*THE EXERCISE:* Please rewrite the records below with each "disc" changed to "circle" and nothing else altered.

[Point placement records]
::::::

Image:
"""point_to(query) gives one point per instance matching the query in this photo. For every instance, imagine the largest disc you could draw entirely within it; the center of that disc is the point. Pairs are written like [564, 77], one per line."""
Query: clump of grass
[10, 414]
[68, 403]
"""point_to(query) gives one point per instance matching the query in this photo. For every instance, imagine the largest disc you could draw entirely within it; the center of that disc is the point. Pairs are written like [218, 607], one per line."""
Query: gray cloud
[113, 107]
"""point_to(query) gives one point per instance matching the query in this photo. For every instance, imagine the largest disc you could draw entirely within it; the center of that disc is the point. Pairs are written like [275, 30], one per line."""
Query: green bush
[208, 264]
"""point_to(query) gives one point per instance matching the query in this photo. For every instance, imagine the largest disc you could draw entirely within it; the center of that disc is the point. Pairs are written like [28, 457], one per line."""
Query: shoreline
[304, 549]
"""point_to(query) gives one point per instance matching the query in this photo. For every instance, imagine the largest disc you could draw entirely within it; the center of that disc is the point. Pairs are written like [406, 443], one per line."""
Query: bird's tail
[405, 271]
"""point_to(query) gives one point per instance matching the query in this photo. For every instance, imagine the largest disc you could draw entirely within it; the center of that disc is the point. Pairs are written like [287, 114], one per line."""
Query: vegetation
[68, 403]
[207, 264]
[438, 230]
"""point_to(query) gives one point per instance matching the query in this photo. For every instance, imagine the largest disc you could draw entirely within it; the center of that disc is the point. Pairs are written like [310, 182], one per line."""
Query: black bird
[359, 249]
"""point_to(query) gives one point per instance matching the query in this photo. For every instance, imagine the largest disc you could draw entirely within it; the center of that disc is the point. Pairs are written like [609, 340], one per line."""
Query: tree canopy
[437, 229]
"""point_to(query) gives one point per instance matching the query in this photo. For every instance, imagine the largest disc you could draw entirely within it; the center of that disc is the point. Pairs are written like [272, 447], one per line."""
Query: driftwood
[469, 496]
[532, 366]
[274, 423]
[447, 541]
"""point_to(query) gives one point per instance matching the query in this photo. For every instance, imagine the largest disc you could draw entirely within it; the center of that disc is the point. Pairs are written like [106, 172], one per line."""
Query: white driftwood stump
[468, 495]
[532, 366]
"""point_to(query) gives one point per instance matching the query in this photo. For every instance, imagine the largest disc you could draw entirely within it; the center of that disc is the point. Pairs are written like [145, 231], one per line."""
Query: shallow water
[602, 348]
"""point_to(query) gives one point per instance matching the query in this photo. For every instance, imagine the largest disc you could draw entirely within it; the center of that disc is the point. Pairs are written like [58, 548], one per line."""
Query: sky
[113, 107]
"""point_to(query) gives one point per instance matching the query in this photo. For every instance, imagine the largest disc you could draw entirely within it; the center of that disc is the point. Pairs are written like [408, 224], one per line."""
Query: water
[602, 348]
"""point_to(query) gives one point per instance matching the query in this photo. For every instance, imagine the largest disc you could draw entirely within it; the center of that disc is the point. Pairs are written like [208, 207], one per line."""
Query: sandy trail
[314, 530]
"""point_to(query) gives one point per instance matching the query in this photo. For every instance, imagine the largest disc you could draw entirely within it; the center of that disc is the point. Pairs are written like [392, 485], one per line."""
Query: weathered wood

::::::

*CORRECT RESPONSE:*
Image:
"""point_to(query) gives one point per instance matching the query in this photo. For every instance, imagine the largest circle you could draw entirely within it; the center of that circle is the point. Pairs are written like [564, 77], one per line."""
Query: clump of grass
[10, 414]
[68, 403]
"""point_to(query) gives one point per instance matching the query in this photo. For every instance, imagine the largest circle you could draw entirely within it; the center of that circle is the point. Pairs are written like [218, 607], one per line."""
Query: gray cloud
[113, 107]
"""point_to(query) gives one point per instance matching the query in this photo. For every instance, imagine the largest circle you could draw entirely within it; the center of that circle is the point. Pairs are written like [275, 30], one per line."""
Query: green bush
[208, 264]
"""point_to(query) gives one point per instance matching the query in this photo. For every instance, imagine the largest circle you could draw entirely within it; the center of that circle is the point. Pairs are written like [28, 457], one per line."""
Query: shoreline
[304, 549]
"""point_to(query) gives one point per instance matching the query in this photo. For every instance, imagine the largest circle you could draw entirely within it; the center of that circle is the point. Pairs are written like [406, 443], one per line."""
Query: bird's tail
[405, 271]
"""point_to(query) gives one point per instance matching the query in this photo. For every instance, imagine the largest circle you could draw entirely within it; the center of that circle is the point. Pairs are written like [287, 114], one per line."""
Query: vegetation
[68, 403]
[207, 264]
[438, 230]
"""point_to(query) gives one point per instance matching the query in this photo. For every instance, imagine the largest circle you could draw entirely within it; the center of that circle is the point. Pairs are written like [310, 182], one per line."""
Query: black bird
[359, 249]
"""point_to(query) gives one point per instance matching the query in this photo. For every instance, imagine the largest circle you could draw entirely within it; the center of that circle is the point. Pairs are written like [609, 340], one per line."""
Query: tree canopy
[437, 229]
"""point_to(query) gives one point per instance matching the query in this photo. For every instance, imagine the largest circle you could draw entirely within it; the center of that circle is the point. Pairs are written like [272, 447], one per line."""
Query: driftwood
[469, 496]
[532, 366]
[274, 423]
[447, 541]
"""point_to(query) gives one point per instance matching the query in this photo. For every instance, imagine the largest circle you could draw entirely within it; the center of that circle is the point. Pairs are written like [106, 172], one per line."""
Query: white driftwood stump
[468, 495]
[532, 366]
"""point_to(query) gives one point per instance matching the query in this photo. For every instance, imagine the largest circle you could draw entirely within it; the center of that circle is the point. Pairs are written like [145, 231], one per line."""
Query: shallow water
[602, 348]
"""point_to(query) gives one point per instance matching the query in this photo. For every instance, imagine the largest circle you could draw entirely within it; the center of that circle is the point. Pairs are written like [58, 548], one per line."""
Query: sky
[113, 107]
"""point_to(query) gives one point per instance matching the query in this photo. For every instance, imagine the largest circle you could draw entirely within it; the center of that circle is the point. Pairs are written like [408, 224], one per line."""
Query: water
[602, 348]
"""point_to(query) gives one point per instance matching the query in this photo. For every instance, imagine the largest circle you could draw entirely within it; the center of that circle is the point. Pairs are written like [208, 207], one per line."""
Query: sandy trail
[314, 530]
"""point_to(query) gives one point per instance matching the query in this photo. For every instance, imagine the largest circle you could draw entirely within it; the center of that circle is the point. Pairs are written like [392, 485], one per line."""
Query: weathered wood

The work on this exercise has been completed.